→ Text passage:
Clinical manifestations

Type 1 diabetes

Because the onset of type 1 DM is rapid, the initial manifestations are usually acute. The osmotic effect of glucose produces polydipsia and polyuria. Polyphagia is a consequence of cellular malnourishment when insulin deficiency prevents use of glucose for energy. Weight loss, weakness, and fatigue may also occur.

Type 2 diabetes

Manifestations of type 2 diabetes are often nonspecific, including fatigue, recurrent infections, prolonged wound healing, and visual changes. Polydipsia, polyuria, and polyphagia may also occur.

Acute complications

Acute complications arise from events associated with hyperglycemia and hypoglycemia (also referred to as insulin reaction). It is important for the health care provider to distinguish between hyperglycemia and hypoglycemia because hypoglycemia worsens rapidly and constitutes a serious threat if action is not immediately taken. Table 31 compares hyperglycemia and hypoglycemia.

Table 31

Comparison of Hyperglycemia and Hypoglycemia

Hyperglycemia	Hypoglycemia
Manifestations*
■ Elevated blood glucose † ■ Increase in urination ■ Increase in appetite followed by lack of appetite ■ Weakness, fatigue ■ Blurred vision ■ Headache ■ Glycosuria ■ Nausea and vomiting ■ Abdominal cramps ■ Progression to DKA or HHS	■ Blood glucose <70 mg/dL (3.9 mmol/L) ■ Cold, clammy skin ■ Numbness of fingers, toes, mouth ■ Rapid heart rate ■ Emotional changes ■ Headache ■ Nervousness, tremors ■ Faintness, dizziness ■ Unsteady gait, slurred speech ■ Hunger ■ Changes in vision ■ Seizures, coma
Causes
■ Illness, infection ■ Corticosteroids ■ Too much food ■ Too little or no diabetes medication ■ Inactivity ■ Emotional, physical stress ■ Poor absorption of insulin	■ Alcohol intake without food ■ Too little food—delayed, omitted, inadequate intake ■ Too much diabetic medication ■ Too much exercise without adequate food intake ■ Diabetes medication or food taken at wrong time ■ Loss of weight without change in medication ■ Use of β-adrenergic blockers interfering with recognition of symptoms
Treatment
■ Get medical care ■ Continue diabetes medication as ordered ■ Check blood glucose frequently and check urine for ketones; record results ■ Drink fluids at least on an hourly basis ■ Contact health care provider regarding ketonuria	■ Immediately ingest 15 g of simple carbohydrates ■ Wait 15 min. Then check blood glucose again. ■ If blood glucose is < 70 mg/dL, repeat 15 g of carbohydrate ■ Contact emergency medical service (EMS) if no relief obtained ■ Discuss medication dosage with health care provider
Preventive Measures
■ Take prescribed dose of medication at proper time ■ Accurately administer insulin, noninsulin injectables, OA ■ Maintain diet ■ Adhere to sick-day rules when ill ■ Check blood for glucose as ordered ■ Wear diabetic identification	■ Take prescribed dose of medication at proper time ■ Accurately administer insulin, noninsulin injectables, OA ■ Ingest all recommended foods at proper time ■ Provide adequate food intake needed for calories for exercise ■ Be able to recognize and know symptoms and treat them immediately ■ Carry simple carbohydrates ■ Teach family and caregiver about symptoms and treatment ■ Check blood glucose as ordered ■ Wear Medic Alert (diabetic) identification

DKA, Diabetic ketoacidosis; HHS, hyperosmolar hyperglycemic syndrome.OA, Oral agent.

→ Source information:
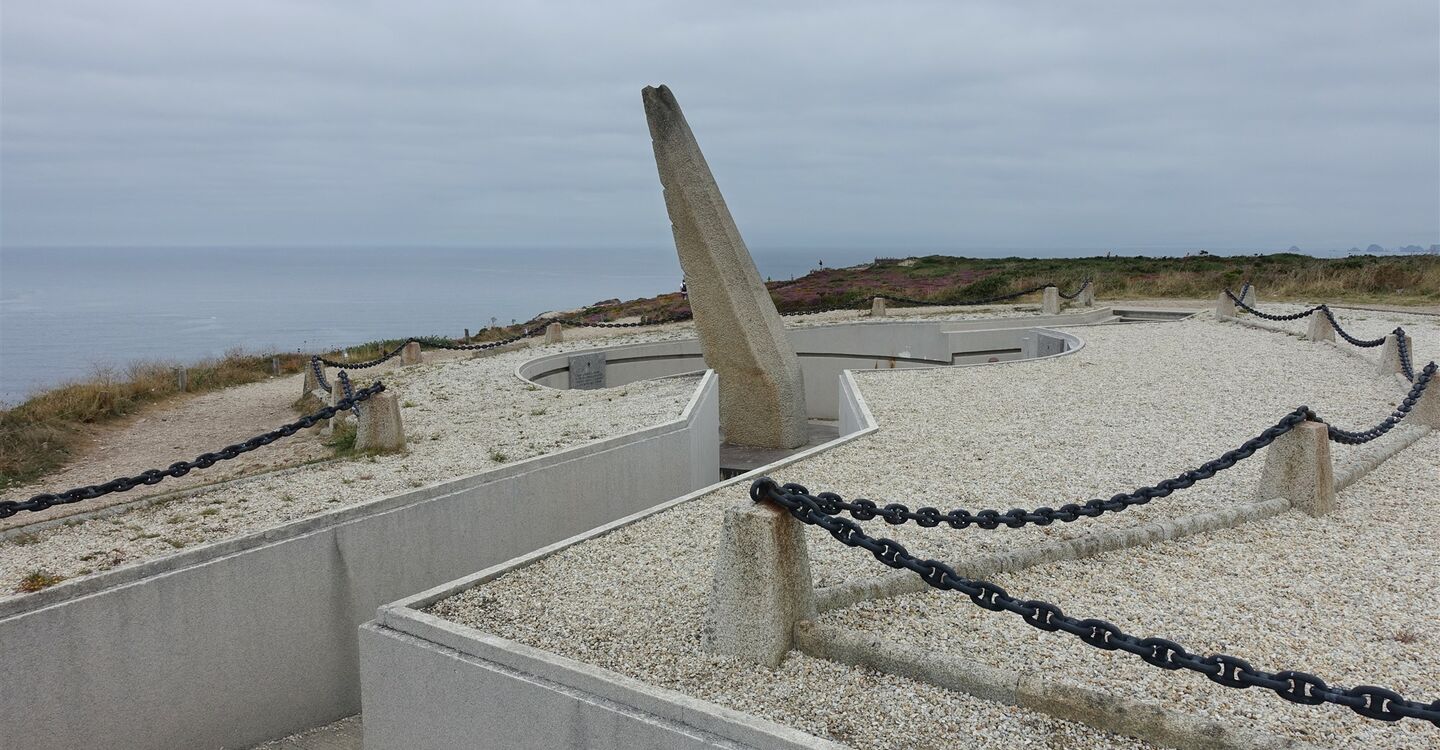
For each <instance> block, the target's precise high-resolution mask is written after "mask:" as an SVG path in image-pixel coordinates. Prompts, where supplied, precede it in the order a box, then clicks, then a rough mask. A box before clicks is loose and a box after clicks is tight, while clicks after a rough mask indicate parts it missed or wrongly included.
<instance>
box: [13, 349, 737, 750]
mask: <svg viewBox="0 0 1440 750" xmlns="http://www.w3.org/2000/svg"><path fill="white" fill-rule="evenodd" d="M717 433H719V410H717V389H716V379H714V376H713V374H707V376H706V377H704V379H703V380H701V384H700V387H698V389H697V392H696V396H694V397H693V399H691V402H690V405H688V406H687V409H685V412H684V415H683V416H681V417H680V419H677V420H674V422H670V423H665V425H660V426H655V428H649V429H644V430H638V432H632V433H629V435H622V436H616V438H611V439H605V440H596V442H593V443H588V445H582V446H577V448H573V449H569V451H563V452H557V453H552V455H547V456H539V458H534V459H530V461H523V462H518V464H514V465H510V466H503V468H500V469H495V471H490V472H485V474H481V475H475V476H469V478H464V479H455V481H451V482H444V484H439V485H435V487H429V488H422V489H418V491H413V492H406V494H403V495H395V497H389V498H382V500H376V501H372V502H366V504H363V505H356V507H348V508H341V510H337V511H333V512H328V514H324V515H318V517H311V518H305V520H300V521H295V523H291V524H285V525H282V527H278V528H272V530H268V531H262V533H256V534H249V536H245V537H239V538H235V540H228V541H222V543H216V544H209V546H204V547H196V548H194V550H187V551H184V553H180V554H176V556H173V557H166V559H160V560H153V561H148V563H141V564H137V566H131V567H125V569H120V570H115V571H112V573H107V574H101V576H94V577H89V579H81V580H76V582H72V583H65V584H60V586H56V587H55V589H49V590H45V592H39V593H36V595H30V596H27V597H22V599H16V600H13V602H6V603H3V605H0V643H4V649H3V651H0V685H3V700H0V746H3V747H4V749H10V747H14V749H22V747H23V749H27V750H39V749H75V747H107V749H171V747H248V746H252V744H255V743H259V741H264V740H268V738H274V737H279V736H285V734H289V733H292V731H297V730H301V728H307V727H312V726H317V724H325V723H328V721H333V720H336V718H340V717H344V715H350V714H353V713H356V711H357V710H359V708H360V679H359V645H357V639H356V628H357V626H359V625H360V623H361V622H364V620H366V619H367V618H370V616H372V615H373V612H374V607H376V606H379V605H382V603H384V602H390V600H395V599H396V597H400V596H406V595H408V593H412V592H416V590H422V589H425V587H429V586H435V584H436V583H441V582H445V580H452V579H455V577H456V576H462V574H465V573H468V571H472V570H477V569H480V567H485V566H491V564H495V563H497V561H503V560H510V559H513V557H516V556H518V554H526V553H528V551H531V550H534V548H537V547H543V546H546V544H552V543H554V541H556V540H560V538H564V537H569V536H572V534H576V533H580V531H583V530H586V528H593V527H596V525H602V524H605V523H608V521H612V520H615V518H619V517H624V515H626V514H632V512H635V511H638V510H642V508H648V507H651V505H655V504H660V502H664V501H667V500H670V498H674V497H675V495H677V492H683V491H685V489H693V488H698V487H704V485H708V484H711V482H713V481H714V478H717V476H719V451H717V448H716V435H717ZM536 518H541V520H543V523H536Z"/></svg>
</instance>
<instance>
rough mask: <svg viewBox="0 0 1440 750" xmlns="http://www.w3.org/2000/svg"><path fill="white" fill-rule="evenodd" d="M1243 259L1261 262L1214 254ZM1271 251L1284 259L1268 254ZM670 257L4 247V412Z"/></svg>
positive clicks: (555, 249) (404, 322)
mask: <svg viewBox="0 0 1440 750" xmlns="http://www.w3.org/2000/svg"><path fill="white" fill-rule="evenodd" d="M752 252H753V255H755V259H756V266H757V268H759V271H760V275H762V276H766V278H772V279H786V278H795V276H802V275H805V274H808V272H809V271H812V269H815V268H818V266H819V265H821V263H824V265H825V266H831V268H834V266H850V265H857V263H864V262H868V261H871V259H874V258H877V256H880V258H891V256H910V255H927V253H946V255H969V256H976V258H1004V256H1011V255H1018V256H1030V258H1038V256H1054V258H1076V256H1089V255H1104V253H1106V252H1115V253H1116V255H1184V253H1185V250H1182V249H1176V248H1162V249H1133V248H1120V249H1115V248H1110V249H1097V248H1027V249H1015V248H982V249H975V248H966V249H933V250H916V249H906V250H896V249H816V248H805V249H793V248H791V249H755V250H752ZM1211 252H1215V253H1217V255H1247V253H1253V252H1260V250H1211ZM1267 252H1273V250H1267ZM680 281H681V272H680V263H678V261H677V258H675V250H674V248H625V249H616V248H605V249H554V248H552V249H508V250H507V249H474V248H405V249H399V248H360V249H356V248H4V249H3V250H0V403H4V405H7V406H13V405H16V403H19V402H22V400H24V399H26V397H27V396H30V394H35V393H37V392H42V390H46V389H50V387H55V386H59V384H62V383H66V381H71V380H76V379H84V377H89V376H92V374H95V373H96V371H104V370H111V371H124V369H125V367H127V366H128V364H131V363H135V361H147V360H161V361H174V363H189V361H196V360H200V358H204V357H216V356H220V354H223V353H226V351H230V350H236V348H240V350H245V351H255V353H266V351H301V353H314V351H324V350H331V348H337V347H346V345H356V344H361V343H366V341H374V340H379V338H400V337H408V335H446V337H458V335H461V334H462V333H464V330H465V328H469V330H471V331H478V330H481V328H484V327H487V325H490V324H491V321H492V320H494V321H497V322H501V324H508V322H510V321H513V320H514V321H524V320H530V318H531V317H534V315H537V314H540V312H546V311H553V310H573V308H580V307H585V305H589V304H593V302H598V301H603V299H613V298H619V299H632V298H638V297H651V295H657V294H665V292H672V291H677V289H678V288H680Z"/></svg>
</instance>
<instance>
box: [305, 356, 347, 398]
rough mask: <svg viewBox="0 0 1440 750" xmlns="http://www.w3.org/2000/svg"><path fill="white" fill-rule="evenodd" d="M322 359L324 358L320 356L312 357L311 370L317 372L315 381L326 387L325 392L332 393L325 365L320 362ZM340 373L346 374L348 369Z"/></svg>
mask: <svg viewBox="0 0 1440 750" xmlns="http://www.w3.org/2000/svg"><path fill="white" fill-rule="evenodd" d="M321 361H323V360H321V358H320V357H311V358H310V371H311V373H315V383H318V384H320V387H323V389H325V393H330V383H327V381H325V367H324V366H323V364H320V363H321ZM340 374H346V371H344V370H340Z"/></svg>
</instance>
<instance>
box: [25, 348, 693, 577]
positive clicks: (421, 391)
mask: <svg viewBox="0 0 1440 750" xmlns="http://www.w3.org/2000/svg"><path fill="white" fill-rule="evenodd" d="M685 335H687V333H685V331H683V330H677V328H674V327H667V330H662V331H652V333H648V334H642V335H639V337H635V335H622V337H611V338H609V340H611V341H613V343H615V344H629V343H635V341H639V340H644V341H657V340H665V338H683V337H685ZM593 345H595V341H593V340H592V341H566V343H563V344H552V345H549V347H536V348H524V350H518V351H508V353H503V354H497V356H488V357H481V358H454V357H452V358H433V361H428V363H425V364H419V366H410V367H400V369H387V370H386V371H383V373H382V380H384V383H386V386H387V389H389V390H390V392H392V393H395V394H396V397H397V399H399V400H400V405H402V409H400V416H402V419H403V422H405V433H406V443H408V445H406V451H405V452H402V453H395V455H379V456H363V458H353V459H344V461H338V462H325V464H315V465H310V466H301V468H297V469H289V471H287V472H281V474H274V475H262V476H258V478H255V479H249V481H242V482H229V484H220V485H215V487H213V488H209V489H200V491H199V492H196V494H190V495H184V497H180V498H177V500H174V501H168V502H160V504H156V505H145V507H138V508H135V510H131V511H127V512H121V514H117V515H109V517H102V518H94V520H88V521H71V523H66V524H65V525H59V527H50V528H46V530H39V531H35V533H29V534H20V536H13V537H10V538H9V540H6V541H0V597H4V596H23V593H22V592H19V590H17V586H19V584H20V582H22V580H23V579H24V577H26V576H30V574H33V573H36V571H43V573H45V574H49V576H59V577H62V579H73V577H79V576H86V574H92V573H101V571H105V570H112V569H115V567H120V566H125V564H132V563H138V561H143V560H148V559H154V557H163V556H166V554H174V553H177V551H179V550H181V548H187V547H194V546H197V544H204V543H209V541H217V540H222V538H230V537H236V536H240V534H246V533H252V531H258V530H264V528H271V527H275V525H279V524H284V523H287V521H294V520H297V518H304V517H308V515H315V514H320V512H324V511H330V510H336V508H340V507H344V505H353V504H357V502H364V501H369V500H376V498H382V497H387V495H395V494H399V492H405V491H408V489H415V488H419V487H426V485H432V484H436V482H442V481H448V479H455V478H459V476H467V475H471V474H478V472H482V471H487V469H491V468H497V466H501V465H504V464H511V462H516V461H521V459H527V458H533V456H539V455H544V453H552V452H556V451H562V449H566V448H572V446H577V445H582V443H588V442H592V440H596V439H602V438H609V436H613V435H621V433H625V432H631V430H636V429H642V428H647V426H651V425H658V423H662V422H665V420H671V419H677V417H678V416H680V413H681V410H684V407H685V405H687V403H688V402H690V397H691V396H693V394H694V390H696V384H697V379H696V377H674V379H662V380H648V381H639V383H632V384H628V386H624V387H616V389H605V390H553V389H543V387H540V386H534V384H527V383H523V381H520V379H517V377H516V376H514V369H516V366H518V364H520V363H521V361H524V360H528V358H533V357H537V356H541V354H544V353H549V351H564V350H573V348H589V347H593ZM331 377H334V374H333V373H331ZM351 377H353V379H354V381H356V384H357V387H359V386H363V384H369V383H370V381H372V379H373V377H376V376H374V374H367V373H366V371H364V370H360V371H357V373H356V374H353V376H351ZM206 448H209V446H206Z"/></svg>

→ Problem set:
A. In the diabetes passage, why must a health care provider tell hyperglycemia apart from hypoglycemia?
B. Continue the diabetes passage from its final line of abbreviations.

→ Your responses:
A. Hypoglycemia worsens rapidly and is a serious threat if action is not taken immediately.

B.
*There is usually a gradual onset of symptoms in hyperglycemia and a rapid onset in hypoglycemia.

^†Specific clinical manifestations related to elevated levels of blood glucose vary according to the patient.

Diabetic ketoacidosis

Diabetic ketoacidosis (DKA) is caused by a profound deficiency of insulin and is characterized by hyperglycemia, ketosis, acidosis, and dehydration. Precipitating factors include illness and infection, inadequate insulin dosage, undiagnosed type 1 diabetes, poor self-management, and neglect.

■ DKA is most likely to occur in type 1 diabetes, but may be seen in type 2 in conditions of severe illness or stress when the pancreas cannot meet the extra demand for insulin. If left untreated, death is inevitable.

■ Manifestations of DKA include dehydration signs (e.g., poor skin turgor, dry mucous membranes), tachycardia, orthostatic hypotension with a weak and rapid pulse, vomiting, Kussmaul respirations, and a sweet fruity odor of acetone on the breath.

■ Laboratory findings include a blood glucose level greater than or equal to 250 mg/dL (13.9 mmol/L), arterial blood pH less than 7.30, serum bicarbonate level less than 16 mEq/L (16 mmol/L), and moderate to large amount of ketones in the urine or serum.

Hyperosmolar hyperglycemic syndrome

Hyperosmolar hyperglycemic syndrome (HHS) is a life-threatening syndrome that can occur in the patient with DM who is able to produce enough insulin to prevent DKA but not enough to prevent severe hyperglycemia, osmotic diuresis, and extracellular fluid depletion.

■ The main difference between HHS and DKA is that the patient with HHS usually has enough circulating insulin so that ketoacidosis does not occur. Because HHS produces fewer symptoms in the earlier stages, blood glucose levels can climb quite high before the problem is recognized. The higher blood glucose levels increase serum osmolality and produce more severe neurologic manifestations, such as somnolence, coma, seizures, hemiparesis, and aphasia.

■ HHS is less common than DKA. It often occurs in patients greater than 60 years of age with type 2 diabetes. Common causes of HHS are urinary tract infections, pneumonia, sepsis, any acute illness, and newly diagnosed type 2 diabetes.

■ Laboratory values include a blood glucose level above 600 mg/dL (33.33 mmol/L) and a marked increase in serum osmolality. Ketone bodies are absent or minimal in both blood and urine.

Hypoglycemia

Hypoglycemia, or low blood glucose, occurs when there is too much insulin in proportion to available glucose in the blood. This causes the blood glucose level to drop below 70 mg/dL. Manifestations include shakiness, palpitations, nervousness, diaphoresis, anxiety, hunger, and pallor. Untreated hypoglycemia can progress to loss of consciousness, seizures, coma, and death.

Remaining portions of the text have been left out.